* Consignes:
1) D'après le texte sur La Poste, combien de salariés l'entreprise compte-t-elle aujourd'hui ?
2) Prolongez le texte sur La Poste au-delà de sa dernière phrase.

* Extrait du texte:
■ ■ ■ ■ ■ ■ ■

Pour autant, nous poursuivons notre réflexion sur notre développement numérique. S'agissant de la confiance numérique, nous explorons trois idées avec, tout d'abord, celle du trousseau unique accessible à tous les français, comprenant un coffre-fort et une adresse électronique utilisable dans les correspondances avec les administrations. En second lieu, un espace numérique postal, qui satisferait la demande de nos concitoyens en matière de protection des données. En troisième lieu, nous travaillons sur la cyber-sécurité pour offrir des protections renforcées aux usagers de la Poste.

En ce qui concerne la modernisation des administrations publiques, nous nous préparons à accompagner la réorganisation des collectivités territoriales et la transformation de leurs relations avec nos concitoyens. Par exemple, j'ai indiqué à la ministre en charge de l'égalité des territoires que notre contribution serait précieuse pour mettre en oeuvre le plan de développement de 750 maisons de service public qu'elle a annoncé. La Poste dispose en effet d'ores et déjà, avec 17 000 points de contact, de locaux et de personnels compétents partout où la ministre souhaite implanter ces nouvelles entités.

S'agissant des effectifs, je rappelle que La Poste compte aujourd'hui 267 000 salariés, dont 245 000 en France et 22 000 à l'étranger. Il est impossible de promettre que ces effectifs seront préservés à l'horizon 2020. La création annoncée de 1 000 postes de conseillers professionnels représente un travail considérable. Il pourra être privilégié de proposer des évolutions de carrière à 1 000 postiers plutôt que de procéder nécessairement à des embauches supplémentaires.

Le recrutement de plus de 5 000 personnes chaque année, depuis 2012, permet d'honorer les engagements pris par mon prédécesseur, mais ces embauches ne pourront pas se poursuivre en 2015 si elles ne correspondent plus à des besoins avérés.

■ ■ ■ ■ ■ ■ ■

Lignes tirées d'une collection

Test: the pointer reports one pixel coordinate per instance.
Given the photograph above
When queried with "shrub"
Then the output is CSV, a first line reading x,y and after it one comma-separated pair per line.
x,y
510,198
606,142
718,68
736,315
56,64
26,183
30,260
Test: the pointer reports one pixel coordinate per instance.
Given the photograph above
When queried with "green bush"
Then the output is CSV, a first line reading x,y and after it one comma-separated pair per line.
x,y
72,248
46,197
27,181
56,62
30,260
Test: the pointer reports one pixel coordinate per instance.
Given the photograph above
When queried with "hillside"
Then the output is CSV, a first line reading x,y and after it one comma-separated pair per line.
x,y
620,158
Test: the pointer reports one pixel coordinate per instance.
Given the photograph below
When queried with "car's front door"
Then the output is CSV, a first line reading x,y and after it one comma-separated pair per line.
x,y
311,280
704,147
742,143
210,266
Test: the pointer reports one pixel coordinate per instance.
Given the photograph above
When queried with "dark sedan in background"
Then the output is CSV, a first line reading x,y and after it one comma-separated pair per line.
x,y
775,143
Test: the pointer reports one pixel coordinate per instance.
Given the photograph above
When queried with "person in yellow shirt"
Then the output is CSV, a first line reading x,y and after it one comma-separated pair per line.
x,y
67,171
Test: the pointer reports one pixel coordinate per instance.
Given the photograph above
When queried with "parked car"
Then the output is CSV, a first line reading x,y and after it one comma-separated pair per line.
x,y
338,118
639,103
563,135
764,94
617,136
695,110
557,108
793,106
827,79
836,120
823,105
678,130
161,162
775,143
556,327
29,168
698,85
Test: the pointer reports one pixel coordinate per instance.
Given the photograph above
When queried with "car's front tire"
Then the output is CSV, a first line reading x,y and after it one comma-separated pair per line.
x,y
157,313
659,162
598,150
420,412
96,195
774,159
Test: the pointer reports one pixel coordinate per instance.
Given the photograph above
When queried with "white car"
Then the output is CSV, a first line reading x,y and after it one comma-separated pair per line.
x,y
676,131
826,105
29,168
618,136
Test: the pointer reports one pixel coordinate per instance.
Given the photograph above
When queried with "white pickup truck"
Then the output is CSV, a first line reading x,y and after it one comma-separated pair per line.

■ ■ ■ ■ ■ ■ ■

* Réponses attendues:
1) La Poste compte 267 000 salariés, dont 245 000 en France et 22 000 à l'étranger.

2)
Je confirme également que nous travaillons avec l'ensemble des services publics et je signale qu'à la suite de l'extinction progressive du Crédit immobilier de France (CIF), nous avons repris une partie du personnel ainsi qu'une participation majoritaire dans la filiale qui intervient dans le crédit aux cheminots.

Vous avez évoqué les distributeurs automatiques de billets : nous restons à peu près les seuls à les implanter dans les communes isolées. Je précise qu'il ne s'agit pas seulement de consentir des dépenses d'investissement à cet égard ; il faut aussi s'inquiéter de la rentabilité de leur fonctionnement car, en cas d'utilisation insuffisante, les pertes financières doivent être compensées.

L'année 2013 a été très bonne d'un point de vue financier pour la Banque Postale : en particulier, 6 milliards de crédits ont été alloués aux collectivités locales contre zéro en 2012, et le groupe a augmenté ses parts de marché dans le crédit immobilier.

Afin de mieux garantir la sécurité du courrier et des colis, nous avons des objectifs précis. Et nous projetons d'ajouter des cryptogrammes sur les médicaments et d'autres objets sensibles pour bien les identifier.

Nous poursuivons la transformation des agences postales communales et nous nous engageons également à maintenir les 17 000 points de contact sur l'ensemble du territoire.

En ce qui concerne les reclassés, je rappelle qu'en 1990, à l'occasion de transformation du statut de la Poste, 92 % du personnel avait choisi, en toute liberté, le statut dit Quilès. Ceux qui ne l'ont pas choisi ne peuvent pas prétendre aujourd'hui à une reconstitution de carrière : le juge administratif l'interdit. Nous ne refusons pas pour autant toute discussion, comme nous y invite la représentation nationale.